### EXCERPT
Built-in
Debuggers
Copyright 1993,
Jack G. Ganssle
Abstract
More and more
processors have built-in debugging resources. Here's a look at what features
they offer.
Published in
Embedded Systems Programming, September, 1993
Take pity on
the poor embedded programmer. Too many "save money" by relying
on only the crudest of tools, but even those with
the largest budgets and best desires are often forced into the same trap when
using a leading-edge part that beats the tools to market.
Finally our wails
of anguish are being heard by the chip makers. We're starting to see on-board
debugging resources on quite a few new
CPUs. It's hard to dedicate processor pins to debugging, as they contribute
nothing to the end-product. However, development is such a
huge part of the cost of most embedded products that there is often little
choice but to add recurring costs to mitigate NRE. Internal
Registers
Intel addressed
debugging problems early on with the 386 microprocessor. Evidently they recognized
that the speed of the processor was
such that traditional debuggers would be prohibitively expensive. It's hard
to push electrons through a cable at 33 Mhz (or, at 66 Mhz for
the 486... soon to be 99 Mhz if IBM's rumored clock tripler part comes out).
The 386/486 has
a very complex addressing mechanism. Logical addresses get transformed to
linear addresses via a wondrously sophisticated
segmentation system. A paging unit then translates linear addresses to physical.
######
### DATA EXTRACT
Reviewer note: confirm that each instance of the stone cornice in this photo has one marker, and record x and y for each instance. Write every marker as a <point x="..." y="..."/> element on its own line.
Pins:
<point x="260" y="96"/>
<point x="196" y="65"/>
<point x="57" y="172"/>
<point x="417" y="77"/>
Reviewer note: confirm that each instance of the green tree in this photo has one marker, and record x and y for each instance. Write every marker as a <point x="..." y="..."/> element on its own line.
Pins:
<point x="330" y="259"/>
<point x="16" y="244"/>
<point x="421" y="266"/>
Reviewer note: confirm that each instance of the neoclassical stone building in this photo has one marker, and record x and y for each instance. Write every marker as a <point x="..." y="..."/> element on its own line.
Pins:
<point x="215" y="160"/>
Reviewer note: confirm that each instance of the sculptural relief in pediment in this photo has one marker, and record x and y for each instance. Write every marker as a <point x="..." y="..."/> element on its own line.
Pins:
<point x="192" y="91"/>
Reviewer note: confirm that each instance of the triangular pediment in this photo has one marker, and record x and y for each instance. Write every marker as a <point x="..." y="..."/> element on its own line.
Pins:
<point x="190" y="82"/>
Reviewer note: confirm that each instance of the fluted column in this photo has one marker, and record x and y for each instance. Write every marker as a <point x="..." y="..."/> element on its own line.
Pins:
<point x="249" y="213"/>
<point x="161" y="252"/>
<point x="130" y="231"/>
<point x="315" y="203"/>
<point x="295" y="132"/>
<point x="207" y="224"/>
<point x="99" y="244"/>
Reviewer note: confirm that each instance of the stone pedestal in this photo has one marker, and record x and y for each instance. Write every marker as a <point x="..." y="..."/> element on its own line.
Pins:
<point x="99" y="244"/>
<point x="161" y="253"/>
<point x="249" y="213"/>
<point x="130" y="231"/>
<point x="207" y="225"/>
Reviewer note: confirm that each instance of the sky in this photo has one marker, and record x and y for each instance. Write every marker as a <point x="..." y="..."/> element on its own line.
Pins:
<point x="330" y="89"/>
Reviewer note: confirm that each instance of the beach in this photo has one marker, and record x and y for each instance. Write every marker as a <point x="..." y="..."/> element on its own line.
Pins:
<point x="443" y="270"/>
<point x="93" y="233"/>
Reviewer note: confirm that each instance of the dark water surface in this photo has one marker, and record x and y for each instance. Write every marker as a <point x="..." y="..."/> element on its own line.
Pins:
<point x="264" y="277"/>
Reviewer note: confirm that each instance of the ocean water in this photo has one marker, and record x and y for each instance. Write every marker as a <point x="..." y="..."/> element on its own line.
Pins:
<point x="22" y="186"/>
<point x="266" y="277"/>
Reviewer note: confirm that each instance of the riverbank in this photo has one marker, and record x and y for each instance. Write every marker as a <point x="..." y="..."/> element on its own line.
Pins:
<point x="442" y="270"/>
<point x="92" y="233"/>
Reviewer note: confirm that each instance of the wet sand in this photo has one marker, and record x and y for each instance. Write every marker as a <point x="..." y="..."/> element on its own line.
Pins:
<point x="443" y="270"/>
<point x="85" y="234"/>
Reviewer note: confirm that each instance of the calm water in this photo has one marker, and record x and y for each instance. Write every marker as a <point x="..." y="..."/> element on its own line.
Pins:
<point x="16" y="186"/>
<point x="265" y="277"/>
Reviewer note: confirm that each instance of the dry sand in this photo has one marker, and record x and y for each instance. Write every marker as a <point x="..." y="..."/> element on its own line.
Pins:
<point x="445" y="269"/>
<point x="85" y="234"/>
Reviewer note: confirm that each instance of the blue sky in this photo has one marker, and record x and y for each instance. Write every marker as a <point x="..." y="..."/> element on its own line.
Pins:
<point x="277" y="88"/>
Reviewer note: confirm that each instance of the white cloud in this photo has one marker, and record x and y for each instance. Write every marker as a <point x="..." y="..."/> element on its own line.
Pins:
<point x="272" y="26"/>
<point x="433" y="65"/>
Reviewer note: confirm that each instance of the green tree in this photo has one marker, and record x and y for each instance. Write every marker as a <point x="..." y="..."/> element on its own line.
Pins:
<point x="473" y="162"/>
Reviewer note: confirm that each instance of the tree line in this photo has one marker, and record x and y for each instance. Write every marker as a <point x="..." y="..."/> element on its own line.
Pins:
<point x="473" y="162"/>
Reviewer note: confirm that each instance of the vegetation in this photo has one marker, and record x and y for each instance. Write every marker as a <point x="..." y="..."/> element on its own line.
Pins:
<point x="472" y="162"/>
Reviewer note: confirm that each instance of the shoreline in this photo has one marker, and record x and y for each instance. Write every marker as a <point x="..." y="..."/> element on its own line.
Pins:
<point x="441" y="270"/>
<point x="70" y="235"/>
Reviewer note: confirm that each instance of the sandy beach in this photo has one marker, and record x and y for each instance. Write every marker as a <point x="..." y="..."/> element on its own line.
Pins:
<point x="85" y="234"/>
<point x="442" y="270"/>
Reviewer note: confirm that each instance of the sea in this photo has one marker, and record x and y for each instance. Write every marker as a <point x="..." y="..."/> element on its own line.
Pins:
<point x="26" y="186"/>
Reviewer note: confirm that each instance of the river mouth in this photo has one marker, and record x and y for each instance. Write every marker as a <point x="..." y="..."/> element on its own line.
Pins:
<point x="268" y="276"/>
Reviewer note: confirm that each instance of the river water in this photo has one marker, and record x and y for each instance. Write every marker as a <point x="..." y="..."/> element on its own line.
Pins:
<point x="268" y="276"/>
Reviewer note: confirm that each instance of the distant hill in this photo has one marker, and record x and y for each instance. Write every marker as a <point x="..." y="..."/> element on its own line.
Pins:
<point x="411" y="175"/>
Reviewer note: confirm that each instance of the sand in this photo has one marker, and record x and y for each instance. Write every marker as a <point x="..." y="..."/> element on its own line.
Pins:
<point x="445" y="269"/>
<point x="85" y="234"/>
######
## YOUR INSTRUCTIONS
Continue the article on built-in processor debuggers from its last sentence. The lines above were taken from a different source than the article.

## EXERCISE RESULT
As a result, it's all but impossible to know what the
program is doing simply by looking at the processor's pins with, say, a logic
analyzer. Physical address 10145A0 (on the pins), could
correspond to any of thousands of addresses generated by the program, depending
on the settings of the CS selector, corresponding
descriptor, and paging setup.
I have to give
Intel credit. They dedicated a substantial number of transistors on the part
to debugging back when transistors were still
relatively expensive. This foresight has paid off for a generation of developers
(hey - I figure a generation lasts about 5 years in this
business), as nearly all debuggers, from Turbo-Debugger to many of the hardware
tools, make use of these debugging resources to set
breakpoints.
The 386/486 implements
4 hardware breakpoints using six internal registers. Four of the registers
simply hold the break address, which is
a linear address - it is the post-segmented, but pre-page translated address
generated by the program.
One register
controls the mode of each of the four breakpoints. Intel went to extremes
to make these useful debugging resources, so that
each can be an instruction breakpoint or a data break. For example, you could
set one to break on a data write to a specific address,
another to work on instruction fetches only, and a third to break on any data
read or write.
The sixth register
contains status information so the debug exception handler can determine the
source of the breakpoint.
Since the breakpoints
are handled as hardware comparators, they will work in code that resides in
ROM or in RAM, an important benefit for
debugging embedded systems.
I have yet to
see if the Pentium includes any sort of enhanced debugging capability beyond
the 386-type debug registers. Presumably it's
superscaler architecture will present yet another range of complexity in tracking
down bugs. Background Mode
Motorola has
been very innovative in their approach to both processor technologies and
on-board debugging tools. The 683xx family is a
series of processors mostly based on the 68020 core. Each part offers a tuned
I/O mix. Ideally, the family will be so large that you'll be
able to buy exactly the processor you need. I suspect the family will become
as persuasive as the 8051 and its 50 or so variants.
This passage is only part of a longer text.